TASK ITEM
Using the material that follows, output exactly the lines from the one containing "Where can the tree" through the one containing "Where can the tall", with both ends kept.

PROVIDED RECORDS
.....

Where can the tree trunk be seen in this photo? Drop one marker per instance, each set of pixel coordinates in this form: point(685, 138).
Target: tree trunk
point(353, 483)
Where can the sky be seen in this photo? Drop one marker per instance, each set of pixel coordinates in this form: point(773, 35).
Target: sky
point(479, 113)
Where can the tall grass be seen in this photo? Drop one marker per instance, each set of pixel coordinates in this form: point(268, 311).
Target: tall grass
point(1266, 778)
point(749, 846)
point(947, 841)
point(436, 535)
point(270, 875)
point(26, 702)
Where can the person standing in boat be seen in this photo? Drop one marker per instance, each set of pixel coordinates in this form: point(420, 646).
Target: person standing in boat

.....

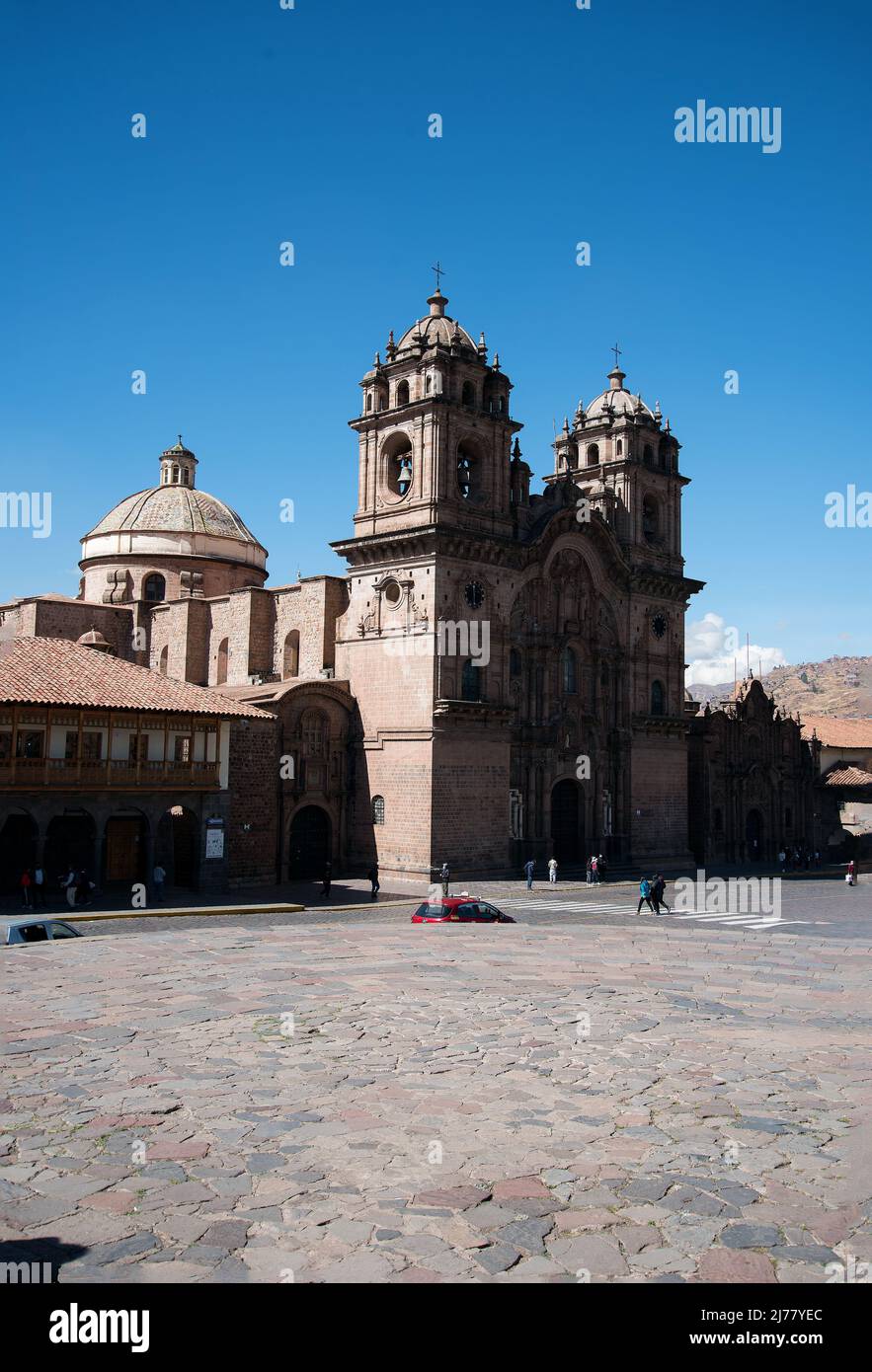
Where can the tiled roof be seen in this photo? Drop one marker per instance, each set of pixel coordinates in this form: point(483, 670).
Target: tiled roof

.....

ANSWER FOR THIS EXERCISE
Where can the tree trunk be seen in this photo? Drop one marker per instance, each set of pixel coordinates in this form: point(685, 138).
Target: tree trunk
point(353, 483)
Where can the sky be seen in this photo? Drop one marker per instance, each set of pixel coordinates in this form: point(773, 35).
Target: sky
point(479, 113)
Where can the tall grass be seen in this photo? Drop one marker per instance, each set of pixel coordinates in this form: point(268, 311).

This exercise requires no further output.